[begin Page]

If your dataset is static, then you can do that sorting offline, and make your array nice and tidy to be loaded up in memory at your application start up time, and either vector or array would work (provided you do the reserve call up front for vector, since the default allocation growth scheme double up the size of the underlying array whenever it gets full, and you wouldn't want to use up 16Gb of memory for only 9Gb worth of data).
But if your dataset is dynamic, it will be difficult to do efficient inserts in your set with a vector or an array. Recall that each insert within the array would create a shift of all the successor elements of one place. Of course, an index, like the kd tree you mention, will help by avoiding a full scan of the array, but if the selected points are scattered accross the array, the effect on memory and cache will essentially be the same. The shift would also mean that the index needs to be updated.
My solution would be to cut the array in pages (either list linked or array indexed) and store data in the pages. That way, it would be possible to group relevant elements together, while still retaining the speed of contiguous memory access within pages. The index would then refer to a page and an offset in that page. Pages wouldn't be filled automatically, which leaves rooms to insert related elements, or make shifts really cheap operations.
Note that if pages are always full (excepted for the last one), you still have to shift every single one of them in case of an insert, while if you allow incomplete pages, you can limit a shift to a single page, and if that page is full, insert a new page right after it to contain the suplementary element.
Some things to keep in mind:
array and vector allocation have upper limits, which is OS dependent (these limits might be different)

[end Page]

» Work to be completed:
Answer from the passage on arrays and memory pages:
1. For a static dataset stored in a vector, which call should be made up front?
2. In the proposed paged solution, what would the index refer to?
3. When incomplete pages are allowed and the page needing a shift is full, what is done?
The data below comes from a separate source, unrelated to the passage on arrays and memory pages.

[begin Records]

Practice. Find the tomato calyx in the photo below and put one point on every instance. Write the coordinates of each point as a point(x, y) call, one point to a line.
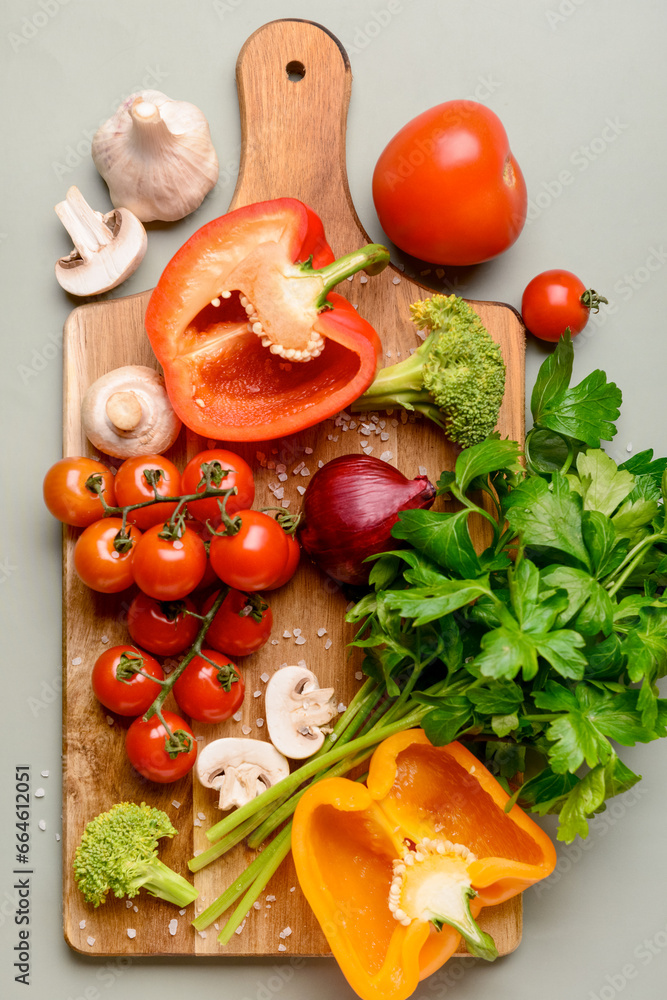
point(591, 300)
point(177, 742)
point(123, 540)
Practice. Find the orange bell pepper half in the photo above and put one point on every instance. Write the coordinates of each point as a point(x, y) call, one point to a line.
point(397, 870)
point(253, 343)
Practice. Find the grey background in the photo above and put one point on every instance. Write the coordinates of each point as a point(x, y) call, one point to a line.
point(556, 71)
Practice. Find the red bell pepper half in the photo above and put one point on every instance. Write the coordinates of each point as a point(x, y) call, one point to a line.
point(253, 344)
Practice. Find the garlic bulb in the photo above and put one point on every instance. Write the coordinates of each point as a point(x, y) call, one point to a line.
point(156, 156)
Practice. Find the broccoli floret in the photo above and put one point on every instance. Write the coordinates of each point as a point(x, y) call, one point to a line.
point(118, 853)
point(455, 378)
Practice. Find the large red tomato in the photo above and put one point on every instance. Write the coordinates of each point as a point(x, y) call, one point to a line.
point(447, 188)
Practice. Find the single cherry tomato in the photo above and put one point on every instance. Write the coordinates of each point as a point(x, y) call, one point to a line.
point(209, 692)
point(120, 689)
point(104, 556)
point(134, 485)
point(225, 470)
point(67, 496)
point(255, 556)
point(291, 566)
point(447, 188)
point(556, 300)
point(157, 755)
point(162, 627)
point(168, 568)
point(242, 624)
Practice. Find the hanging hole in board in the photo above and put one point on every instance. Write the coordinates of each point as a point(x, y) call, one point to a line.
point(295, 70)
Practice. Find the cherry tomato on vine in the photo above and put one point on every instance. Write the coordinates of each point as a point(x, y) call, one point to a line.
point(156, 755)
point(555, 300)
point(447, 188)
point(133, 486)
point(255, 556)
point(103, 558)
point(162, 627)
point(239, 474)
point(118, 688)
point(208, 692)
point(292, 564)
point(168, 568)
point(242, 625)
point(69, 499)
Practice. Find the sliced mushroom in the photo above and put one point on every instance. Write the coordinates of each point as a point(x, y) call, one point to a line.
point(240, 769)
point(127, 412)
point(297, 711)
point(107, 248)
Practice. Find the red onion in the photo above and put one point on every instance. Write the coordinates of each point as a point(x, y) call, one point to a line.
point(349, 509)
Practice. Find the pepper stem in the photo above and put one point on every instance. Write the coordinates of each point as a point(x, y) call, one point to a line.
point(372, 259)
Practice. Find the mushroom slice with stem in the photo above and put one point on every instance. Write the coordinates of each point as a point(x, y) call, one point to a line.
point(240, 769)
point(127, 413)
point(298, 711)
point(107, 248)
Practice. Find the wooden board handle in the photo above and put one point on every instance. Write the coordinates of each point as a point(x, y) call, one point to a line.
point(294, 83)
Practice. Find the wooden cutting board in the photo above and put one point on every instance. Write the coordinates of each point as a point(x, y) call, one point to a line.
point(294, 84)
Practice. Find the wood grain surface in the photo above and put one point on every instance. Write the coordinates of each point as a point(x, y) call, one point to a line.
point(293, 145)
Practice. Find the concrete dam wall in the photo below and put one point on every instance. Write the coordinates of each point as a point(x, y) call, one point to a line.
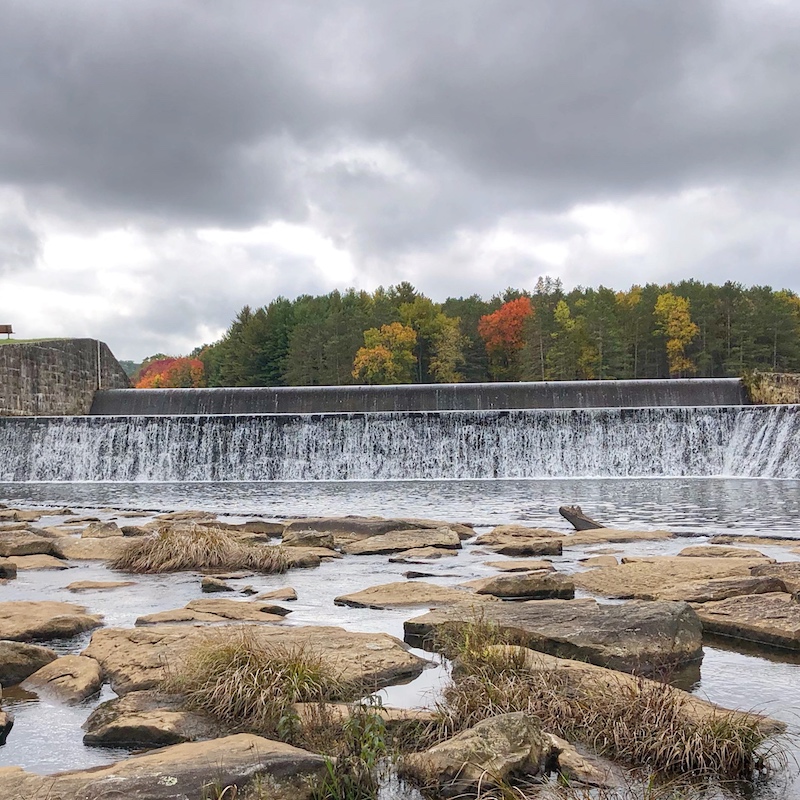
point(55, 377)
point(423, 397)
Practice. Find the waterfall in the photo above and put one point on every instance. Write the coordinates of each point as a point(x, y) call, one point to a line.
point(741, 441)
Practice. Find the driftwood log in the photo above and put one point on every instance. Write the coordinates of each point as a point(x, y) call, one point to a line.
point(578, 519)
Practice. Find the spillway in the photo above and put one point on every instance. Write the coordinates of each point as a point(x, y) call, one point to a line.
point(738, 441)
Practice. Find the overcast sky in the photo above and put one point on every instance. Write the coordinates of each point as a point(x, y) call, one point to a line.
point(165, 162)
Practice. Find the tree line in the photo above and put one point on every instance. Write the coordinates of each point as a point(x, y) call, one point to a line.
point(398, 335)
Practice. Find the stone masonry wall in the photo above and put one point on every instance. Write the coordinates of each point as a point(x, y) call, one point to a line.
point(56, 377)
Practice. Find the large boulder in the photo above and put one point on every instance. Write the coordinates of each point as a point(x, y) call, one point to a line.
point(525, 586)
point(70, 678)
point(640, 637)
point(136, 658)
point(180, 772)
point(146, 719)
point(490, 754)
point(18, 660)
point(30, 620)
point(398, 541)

[end Records]
[begin Records]

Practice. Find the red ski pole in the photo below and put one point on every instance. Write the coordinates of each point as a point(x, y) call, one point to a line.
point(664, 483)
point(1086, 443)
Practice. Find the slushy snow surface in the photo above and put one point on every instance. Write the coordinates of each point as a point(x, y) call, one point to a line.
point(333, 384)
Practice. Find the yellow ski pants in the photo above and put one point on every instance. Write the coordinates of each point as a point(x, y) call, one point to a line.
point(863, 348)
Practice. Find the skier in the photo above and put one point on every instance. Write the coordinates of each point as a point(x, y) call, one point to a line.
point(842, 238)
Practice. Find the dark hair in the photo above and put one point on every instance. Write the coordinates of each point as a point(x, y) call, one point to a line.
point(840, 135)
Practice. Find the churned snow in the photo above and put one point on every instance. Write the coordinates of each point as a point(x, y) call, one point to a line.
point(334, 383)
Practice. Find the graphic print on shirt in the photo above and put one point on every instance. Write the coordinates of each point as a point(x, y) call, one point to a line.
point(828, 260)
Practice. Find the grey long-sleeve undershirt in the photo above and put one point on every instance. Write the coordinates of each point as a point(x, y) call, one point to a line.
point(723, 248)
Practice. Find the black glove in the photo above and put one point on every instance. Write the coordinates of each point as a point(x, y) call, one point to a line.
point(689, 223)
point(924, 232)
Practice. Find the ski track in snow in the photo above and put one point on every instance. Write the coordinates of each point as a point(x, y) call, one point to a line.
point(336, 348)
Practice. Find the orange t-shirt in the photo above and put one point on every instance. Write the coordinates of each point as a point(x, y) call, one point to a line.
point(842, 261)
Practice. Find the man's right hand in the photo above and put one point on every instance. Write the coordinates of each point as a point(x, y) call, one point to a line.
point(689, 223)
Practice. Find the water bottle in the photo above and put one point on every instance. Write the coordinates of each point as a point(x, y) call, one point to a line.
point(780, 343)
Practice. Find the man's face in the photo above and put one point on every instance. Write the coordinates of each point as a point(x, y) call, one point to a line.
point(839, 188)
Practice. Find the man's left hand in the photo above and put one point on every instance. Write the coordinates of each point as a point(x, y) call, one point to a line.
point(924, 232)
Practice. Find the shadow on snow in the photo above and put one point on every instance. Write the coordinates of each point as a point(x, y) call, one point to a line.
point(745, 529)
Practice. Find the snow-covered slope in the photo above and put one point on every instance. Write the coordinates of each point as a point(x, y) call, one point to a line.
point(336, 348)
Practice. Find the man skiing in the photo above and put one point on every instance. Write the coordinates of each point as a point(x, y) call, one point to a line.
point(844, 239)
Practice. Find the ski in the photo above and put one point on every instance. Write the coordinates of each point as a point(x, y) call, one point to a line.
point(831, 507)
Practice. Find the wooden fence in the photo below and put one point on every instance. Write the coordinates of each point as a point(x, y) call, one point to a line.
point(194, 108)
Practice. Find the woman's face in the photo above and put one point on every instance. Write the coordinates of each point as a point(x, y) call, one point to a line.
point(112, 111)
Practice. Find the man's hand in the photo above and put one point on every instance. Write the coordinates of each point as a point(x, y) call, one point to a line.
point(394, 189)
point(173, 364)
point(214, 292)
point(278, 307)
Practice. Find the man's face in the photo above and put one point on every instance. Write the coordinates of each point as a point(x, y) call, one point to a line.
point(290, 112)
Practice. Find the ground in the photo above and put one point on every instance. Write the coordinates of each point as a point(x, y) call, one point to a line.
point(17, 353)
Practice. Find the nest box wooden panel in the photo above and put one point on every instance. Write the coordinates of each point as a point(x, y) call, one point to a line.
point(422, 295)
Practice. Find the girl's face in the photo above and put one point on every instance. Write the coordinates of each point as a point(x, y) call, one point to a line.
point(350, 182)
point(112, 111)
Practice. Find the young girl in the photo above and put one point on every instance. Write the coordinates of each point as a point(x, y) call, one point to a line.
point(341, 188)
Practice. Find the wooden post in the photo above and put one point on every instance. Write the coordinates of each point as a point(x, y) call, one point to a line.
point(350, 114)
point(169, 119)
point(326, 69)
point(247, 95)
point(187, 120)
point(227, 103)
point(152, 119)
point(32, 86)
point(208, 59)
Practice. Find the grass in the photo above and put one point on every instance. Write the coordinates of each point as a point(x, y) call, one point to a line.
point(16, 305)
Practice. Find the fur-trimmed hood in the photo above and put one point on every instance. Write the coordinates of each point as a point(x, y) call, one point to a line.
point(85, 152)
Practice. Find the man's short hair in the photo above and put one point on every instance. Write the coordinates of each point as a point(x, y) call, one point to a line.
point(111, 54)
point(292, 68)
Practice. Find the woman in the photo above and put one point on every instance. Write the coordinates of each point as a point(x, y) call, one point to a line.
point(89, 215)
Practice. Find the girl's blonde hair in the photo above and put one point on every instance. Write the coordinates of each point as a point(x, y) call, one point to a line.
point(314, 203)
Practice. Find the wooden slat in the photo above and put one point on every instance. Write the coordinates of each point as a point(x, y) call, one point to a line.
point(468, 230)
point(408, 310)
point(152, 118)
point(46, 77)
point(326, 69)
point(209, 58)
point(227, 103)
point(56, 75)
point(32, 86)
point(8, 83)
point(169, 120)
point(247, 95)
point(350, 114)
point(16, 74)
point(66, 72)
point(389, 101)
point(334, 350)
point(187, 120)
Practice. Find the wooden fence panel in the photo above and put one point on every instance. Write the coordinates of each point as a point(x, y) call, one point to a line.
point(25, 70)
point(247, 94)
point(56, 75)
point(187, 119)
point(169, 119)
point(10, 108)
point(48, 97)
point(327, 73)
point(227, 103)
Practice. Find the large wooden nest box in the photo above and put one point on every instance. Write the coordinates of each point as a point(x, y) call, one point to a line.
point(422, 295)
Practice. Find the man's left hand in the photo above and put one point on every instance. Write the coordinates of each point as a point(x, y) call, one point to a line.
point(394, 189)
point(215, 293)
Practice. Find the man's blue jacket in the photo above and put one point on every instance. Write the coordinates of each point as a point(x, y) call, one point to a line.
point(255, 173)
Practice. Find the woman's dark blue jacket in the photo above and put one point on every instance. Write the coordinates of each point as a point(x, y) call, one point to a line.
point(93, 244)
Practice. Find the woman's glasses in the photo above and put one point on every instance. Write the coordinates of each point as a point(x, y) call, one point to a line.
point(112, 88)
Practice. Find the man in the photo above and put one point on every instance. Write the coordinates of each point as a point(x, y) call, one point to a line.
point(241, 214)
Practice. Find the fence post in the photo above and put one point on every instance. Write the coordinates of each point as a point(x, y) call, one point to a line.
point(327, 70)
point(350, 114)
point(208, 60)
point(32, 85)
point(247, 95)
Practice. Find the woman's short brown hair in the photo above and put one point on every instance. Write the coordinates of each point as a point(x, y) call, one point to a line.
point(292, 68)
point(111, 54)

[end Records]

» Exercise solution:
1. The reserve call.
2. A page and an offset in that page.
3. A new page is inserted right after it to contain the supplementary element.